##### RECORDS PROVIDED
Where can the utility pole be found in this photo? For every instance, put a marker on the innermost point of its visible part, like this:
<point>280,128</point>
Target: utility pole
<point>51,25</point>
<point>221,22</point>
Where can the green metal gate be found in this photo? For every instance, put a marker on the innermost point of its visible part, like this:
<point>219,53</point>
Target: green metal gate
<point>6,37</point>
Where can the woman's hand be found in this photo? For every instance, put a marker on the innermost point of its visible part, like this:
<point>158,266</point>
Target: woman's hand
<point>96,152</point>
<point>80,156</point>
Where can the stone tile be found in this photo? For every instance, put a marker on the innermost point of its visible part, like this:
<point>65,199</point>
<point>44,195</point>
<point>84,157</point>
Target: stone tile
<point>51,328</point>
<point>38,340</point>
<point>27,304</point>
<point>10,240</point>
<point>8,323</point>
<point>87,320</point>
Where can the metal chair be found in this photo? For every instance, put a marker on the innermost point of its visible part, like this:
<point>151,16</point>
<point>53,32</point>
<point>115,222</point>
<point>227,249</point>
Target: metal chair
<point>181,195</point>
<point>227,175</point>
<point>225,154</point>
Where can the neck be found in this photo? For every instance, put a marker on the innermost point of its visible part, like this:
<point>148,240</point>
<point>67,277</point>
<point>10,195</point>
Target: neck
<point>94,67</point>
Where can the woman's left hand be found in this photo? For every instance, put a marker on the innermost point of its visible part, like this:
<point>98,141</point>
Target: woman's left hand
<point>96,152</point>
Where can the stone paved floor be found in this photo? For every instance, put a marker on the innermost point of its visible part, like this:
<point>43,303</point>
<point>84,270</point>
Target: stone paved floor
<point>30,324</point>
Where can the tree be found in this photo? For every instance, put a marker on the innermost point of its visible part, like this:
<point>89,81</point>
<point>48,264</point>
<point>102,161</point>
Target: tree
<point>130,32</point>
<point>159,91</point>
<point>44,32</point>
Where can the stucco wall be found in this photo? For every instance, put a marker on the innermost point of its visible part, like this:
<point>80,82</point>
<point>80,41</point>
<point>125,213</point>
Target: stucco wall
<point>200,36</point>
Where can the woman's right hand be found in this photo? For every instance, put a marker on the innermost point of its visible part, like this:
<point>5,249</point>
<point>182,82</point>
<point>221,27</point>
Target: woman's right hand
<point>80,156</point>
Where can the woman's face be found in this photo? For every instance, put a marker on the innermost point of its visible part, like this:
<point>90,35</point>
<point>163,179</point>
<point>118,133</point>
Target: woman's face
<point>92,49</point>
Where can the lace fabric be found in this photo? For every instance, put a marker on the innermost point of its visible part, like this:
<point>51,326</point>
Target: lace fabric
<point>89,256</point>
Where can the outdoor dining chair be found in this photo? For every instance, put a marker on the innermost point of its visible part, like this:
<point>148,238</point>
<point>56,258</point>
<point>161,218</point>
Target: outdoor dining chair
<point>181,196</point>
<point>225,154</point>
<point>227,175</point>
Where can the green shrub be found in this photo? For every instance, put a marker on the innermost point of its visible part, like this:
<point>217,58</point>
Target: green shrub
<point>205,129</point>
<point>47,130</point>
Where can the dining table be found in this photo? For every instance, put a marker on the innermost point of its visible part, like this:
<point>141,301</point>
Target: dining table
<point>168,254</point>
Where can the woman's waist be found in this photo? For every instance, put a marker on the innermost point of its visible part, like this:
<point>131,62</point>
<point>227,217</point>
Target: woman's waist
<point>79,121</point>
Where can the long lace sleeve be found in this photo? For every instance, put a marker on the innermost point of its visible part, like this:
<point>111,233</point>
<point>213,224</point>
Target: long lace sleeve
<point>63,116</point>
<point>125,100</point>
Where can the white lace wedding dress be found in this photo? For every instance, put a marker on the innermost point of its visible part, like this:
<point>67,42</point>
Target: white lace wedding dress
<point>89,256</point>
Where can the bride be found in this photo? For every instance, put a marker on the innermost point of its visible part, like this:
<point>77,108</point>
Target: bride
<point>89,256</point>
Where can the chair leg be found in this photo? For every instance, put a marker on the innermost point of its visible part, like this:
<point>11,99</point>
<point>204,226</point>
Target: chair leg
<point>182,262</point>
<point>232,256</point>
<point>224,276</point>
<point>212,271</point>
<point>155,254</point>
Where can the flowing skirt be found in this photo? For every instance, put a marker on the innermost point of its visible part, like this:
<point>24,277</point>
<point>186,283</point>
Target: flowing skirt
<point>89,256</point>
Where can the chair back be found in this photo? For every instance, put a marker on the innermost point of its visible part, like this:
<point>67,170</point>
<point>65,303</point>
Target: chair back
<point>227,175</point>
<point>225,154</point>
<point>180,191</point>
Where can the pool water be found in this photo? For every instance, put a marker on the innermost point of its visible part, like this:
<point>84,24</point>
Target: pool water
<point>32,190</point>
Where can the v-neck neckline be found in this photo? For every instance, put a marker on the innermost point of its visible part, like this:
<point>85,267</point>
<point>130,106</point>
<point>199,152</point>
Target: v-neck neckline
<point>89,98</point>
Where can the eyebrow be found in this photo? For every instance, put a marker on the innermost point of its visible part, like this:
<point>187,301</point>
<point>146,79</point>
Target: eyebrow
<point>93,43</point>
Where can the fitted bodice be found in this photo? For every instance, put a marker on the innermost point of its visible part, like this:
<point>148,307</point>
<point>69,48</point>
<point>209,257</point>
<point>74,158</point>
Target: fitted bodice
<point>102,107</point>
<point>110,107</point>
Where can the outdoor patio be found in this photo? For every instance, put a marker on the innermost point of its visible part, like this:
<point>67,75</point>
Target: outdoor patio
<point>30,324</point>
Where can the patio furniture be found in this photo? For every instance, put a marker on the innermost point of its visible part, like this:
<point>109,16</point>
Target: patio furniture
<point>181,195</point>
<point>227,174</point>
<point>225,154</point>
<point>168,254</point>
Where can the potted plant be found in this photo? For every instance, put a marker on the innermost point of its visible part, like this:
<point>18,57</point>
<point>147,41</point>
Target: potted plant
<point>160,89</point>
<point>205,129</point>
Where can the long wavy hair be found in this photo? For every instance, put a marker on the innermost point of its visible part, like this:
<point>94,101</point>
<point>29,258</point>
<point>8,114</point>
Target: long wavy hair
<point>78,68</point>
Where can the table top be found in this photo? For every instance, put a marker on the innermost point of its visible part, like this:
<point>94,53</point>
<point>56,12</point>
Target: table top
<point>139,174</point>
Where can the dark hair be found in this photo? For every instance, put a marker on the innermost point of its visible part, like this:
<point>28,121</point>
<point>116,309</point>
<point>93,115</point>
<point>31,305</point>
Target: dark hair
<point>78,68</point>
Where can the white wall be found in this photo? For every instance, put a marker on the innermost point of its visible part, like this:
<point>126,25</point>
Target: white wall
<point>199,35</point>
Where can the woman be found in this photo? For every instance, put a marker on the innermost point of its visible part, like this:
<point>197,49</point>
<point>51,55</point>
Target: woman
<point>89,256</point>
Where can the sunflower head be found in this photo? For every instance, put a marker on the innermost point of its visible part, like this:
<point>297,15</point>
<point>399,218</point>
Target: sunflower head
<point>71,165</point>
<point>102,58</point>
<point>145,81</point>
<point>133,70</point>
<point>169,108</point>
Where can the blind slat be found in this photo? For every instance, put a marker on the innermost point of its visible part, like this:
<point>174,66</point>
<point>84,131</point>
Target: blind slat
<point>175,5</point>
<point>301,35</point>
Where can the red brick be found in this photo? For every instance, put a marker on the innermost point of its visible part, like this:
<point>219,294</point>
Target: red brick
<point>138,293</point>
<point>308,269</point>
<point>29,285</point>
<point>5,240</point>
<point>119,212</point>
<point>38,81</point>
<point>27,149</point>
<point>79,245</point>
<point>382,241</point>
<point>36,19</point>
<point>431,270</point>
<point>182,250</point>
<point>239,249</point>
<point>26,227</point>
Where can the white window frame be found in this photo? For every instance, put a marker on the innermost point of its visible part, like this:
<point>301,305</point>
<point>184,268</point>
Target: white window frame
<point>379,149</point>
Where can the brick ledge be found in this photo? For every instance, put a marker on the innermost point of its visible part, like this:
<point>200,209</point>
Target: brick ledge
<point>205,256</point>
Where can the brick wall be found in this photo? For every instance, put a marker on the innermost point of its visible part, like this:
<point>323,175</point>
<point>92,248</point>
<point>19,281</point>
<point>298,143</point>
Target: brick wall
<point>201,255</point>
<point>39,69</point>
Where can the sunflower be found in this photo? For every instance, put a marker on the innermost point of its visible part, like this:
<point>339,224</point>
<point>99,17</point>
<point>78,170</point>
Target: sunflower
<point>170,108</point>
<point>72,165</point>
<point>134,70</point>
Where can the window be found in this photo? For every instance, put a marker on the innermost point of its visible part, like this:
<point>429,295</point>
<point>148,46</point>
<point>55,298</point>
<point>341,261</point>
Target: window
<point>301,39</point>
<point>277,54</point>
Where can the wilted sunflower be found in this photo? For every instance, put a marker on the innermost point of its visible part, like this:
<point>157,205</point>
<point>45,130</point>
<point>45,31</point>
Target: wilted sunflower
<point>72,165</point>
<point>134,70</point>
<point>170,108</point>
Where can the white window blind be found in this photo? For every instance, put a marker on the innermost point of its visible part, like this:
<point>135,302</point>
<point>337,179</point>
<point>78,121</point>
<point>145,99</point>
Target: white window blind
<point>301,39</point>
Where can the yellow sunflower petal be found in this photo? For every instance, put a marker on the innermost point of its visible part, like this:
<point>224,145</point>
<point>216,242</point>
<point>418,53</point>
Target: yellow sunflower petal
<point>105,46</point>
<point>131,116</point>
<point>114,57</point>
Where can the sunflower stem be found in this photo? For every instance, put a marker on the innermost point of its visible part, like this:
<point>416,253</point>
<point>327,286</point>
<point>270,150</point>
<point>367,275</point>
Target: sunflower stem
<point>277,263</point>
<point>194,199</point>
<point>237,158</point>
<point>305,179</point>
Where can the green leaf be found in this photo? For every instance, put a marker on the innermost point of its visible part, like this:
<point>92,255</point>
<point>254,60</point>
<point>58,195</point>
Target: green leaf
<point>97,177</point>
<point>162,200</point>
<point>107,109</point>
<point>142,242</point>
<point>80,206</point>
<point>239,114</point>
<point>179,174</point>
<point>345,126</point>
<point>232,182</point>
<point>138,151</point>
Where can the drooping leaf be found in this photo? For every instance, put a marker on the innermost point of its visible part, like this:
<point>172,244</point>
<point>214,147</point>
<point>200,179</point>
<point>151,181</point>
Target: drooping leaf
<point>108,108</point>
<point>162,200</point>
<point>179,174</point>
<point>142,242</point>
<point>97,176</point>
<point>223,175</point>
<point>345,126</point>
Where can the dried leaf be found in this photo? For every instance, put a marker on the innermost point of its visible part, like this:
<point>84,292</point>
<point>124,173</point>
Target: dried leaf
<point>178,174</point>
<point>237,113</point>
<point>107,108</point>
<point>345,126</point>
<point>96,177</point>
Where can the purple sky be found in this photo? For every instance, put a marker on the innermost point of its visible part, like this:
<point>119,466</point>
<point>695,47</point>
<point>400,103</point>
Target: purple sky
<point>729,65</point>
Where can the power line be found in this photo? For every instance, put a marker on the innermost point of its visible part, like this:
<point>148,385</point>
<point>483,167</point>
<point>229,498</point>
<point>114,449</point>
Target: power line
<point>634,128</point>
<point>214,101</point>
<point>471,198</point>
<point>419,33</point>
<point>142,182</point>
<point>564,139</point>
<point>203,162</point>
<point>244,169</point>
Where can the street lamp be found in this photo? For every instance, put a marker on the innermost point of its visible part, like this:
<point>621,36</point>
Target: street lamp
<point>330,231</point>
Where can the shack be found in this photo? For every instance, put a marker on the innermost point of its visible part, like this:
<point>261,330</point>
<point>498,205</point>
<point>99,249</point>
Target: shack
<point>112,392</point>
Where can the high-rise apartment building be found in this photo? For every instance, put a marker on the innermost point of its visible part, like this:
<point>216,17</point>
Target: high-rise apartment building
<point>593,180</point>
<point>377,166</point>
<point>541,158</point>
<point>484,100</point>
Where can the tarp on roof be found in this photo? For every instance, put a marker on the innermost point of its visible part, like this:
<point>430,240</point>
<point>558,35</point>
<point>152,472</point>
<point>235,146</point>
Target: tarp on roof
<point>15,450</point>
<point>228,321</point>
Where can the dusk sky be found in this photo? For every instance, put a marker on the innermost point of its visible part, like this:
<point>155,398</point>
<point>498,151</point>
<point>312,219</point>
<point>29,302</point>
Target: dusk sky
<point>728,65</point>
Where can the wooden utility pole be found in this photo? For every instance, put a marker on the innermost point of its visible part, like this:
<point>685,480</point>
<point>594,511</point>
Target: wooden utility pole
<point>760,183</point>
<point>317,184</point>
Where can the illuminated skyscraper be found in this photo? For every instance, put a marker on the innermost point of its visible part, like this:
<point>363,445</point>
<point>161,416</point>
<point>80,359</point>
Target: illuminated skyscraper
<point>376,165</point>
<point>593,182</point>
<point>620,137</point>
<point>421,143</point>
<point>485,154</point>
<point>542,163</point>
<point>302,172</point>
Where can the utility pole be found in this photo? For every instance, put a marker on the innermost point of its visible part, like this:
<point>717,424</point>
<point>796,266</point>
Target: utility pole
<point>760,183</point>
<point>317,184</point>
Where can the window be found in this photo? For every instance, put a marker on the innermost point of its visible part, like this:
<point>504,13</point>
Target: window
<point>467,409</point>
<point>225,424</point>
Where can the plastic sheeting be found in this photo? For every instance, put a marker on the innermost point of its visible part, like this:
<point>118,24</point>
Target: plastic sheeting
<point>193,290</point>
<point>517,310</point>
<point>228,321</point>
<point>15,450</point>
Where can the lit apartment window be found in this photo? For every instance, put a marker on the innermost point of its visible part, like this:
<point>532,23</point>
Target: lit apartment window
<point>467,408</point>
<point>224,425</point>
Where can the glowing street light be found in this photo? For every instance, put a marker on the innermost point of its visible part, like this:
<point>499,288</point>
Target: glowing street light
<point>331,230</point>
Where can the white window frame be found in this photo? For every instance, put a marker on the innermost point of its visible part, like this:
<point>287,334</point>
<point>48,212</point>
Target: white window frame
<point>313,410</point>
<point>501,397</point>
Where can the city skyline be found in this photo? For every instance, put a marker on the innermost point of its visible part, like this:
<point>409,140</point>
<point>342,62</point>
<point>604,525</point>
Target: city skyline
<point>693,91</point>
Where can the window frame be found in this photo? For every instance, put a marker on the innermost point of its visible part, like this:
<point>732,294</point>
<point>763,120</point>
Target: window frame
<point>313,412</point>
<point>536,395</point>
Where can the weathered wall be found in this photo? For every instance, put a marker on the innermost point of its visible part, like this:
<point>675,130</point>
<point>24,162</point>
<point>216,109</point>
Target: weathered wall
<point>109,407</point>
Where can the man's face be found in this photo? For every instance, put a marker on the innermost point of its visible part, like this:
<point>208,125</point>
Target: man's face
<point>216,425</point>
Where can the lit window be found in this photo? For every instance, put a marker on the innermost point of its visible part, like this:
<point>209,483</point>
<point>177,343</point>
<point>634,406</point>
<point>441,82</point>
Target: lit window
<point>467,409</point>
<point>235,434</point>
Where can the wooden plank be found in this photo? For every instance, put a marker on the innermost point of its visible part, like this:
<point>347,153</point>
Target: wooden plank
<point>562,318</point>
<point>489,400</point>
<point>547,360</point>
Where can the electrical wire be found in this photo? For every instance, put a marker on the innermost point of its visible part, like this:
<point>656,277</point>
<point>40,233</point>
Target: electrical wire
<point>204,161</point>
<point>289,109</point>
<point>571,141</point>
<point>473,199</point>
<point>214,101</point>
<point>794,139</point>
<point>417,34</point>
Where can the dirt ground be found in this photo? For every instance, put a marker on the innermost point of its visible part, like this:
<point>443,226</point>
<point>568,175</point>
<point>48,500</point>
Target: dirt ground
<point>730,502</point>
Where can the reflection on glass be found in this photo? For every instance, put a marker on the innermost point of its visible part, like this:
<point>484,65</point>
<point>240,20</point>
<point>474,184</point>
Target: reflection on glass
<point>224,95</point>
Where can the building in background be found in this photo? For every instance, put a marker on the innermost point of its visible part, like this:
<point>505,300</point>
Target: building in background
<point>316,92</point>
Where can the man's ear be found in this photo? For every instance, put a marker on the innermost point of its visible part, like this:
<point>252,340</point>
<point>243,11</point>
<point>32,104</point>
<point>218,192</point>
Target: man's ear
##########
• [EXERCISE] Rewrite the data from the line with "Where can the chair leg" to the line with "<point>180,191</point>", putting "table leg" wherever "chair leg" appears and keeping all else the same.

• [SOLUTION TO THE PROBLEM]
Where can the table leg be found in this photo? For every instance, put a marker on the innermost point of its visible part, like this:
<point>11,99</point>
<point>204,226</point>
Target: table leg
<point>182,262</point>
<point>232,256</point>
<point>224,276</point>
<point>212,271</point>
<point>155,254</point>
Where can the flowing skirt be found in this photo? For every instance, put a marker on the innermost point of its visible part, like this:
<point>24,277</point>
<point>186,283</point>
Target: flowing skirt
<point>89,256</point>
Where can the chair back be found in this photo? For every instance, put a marker on the innermost point of its visible part, like this:
<point>67,170</point>
<point>65,303</point>
Target: chair back
<point>227,175</point>
<point>225,154</point>
<point>180,191</point>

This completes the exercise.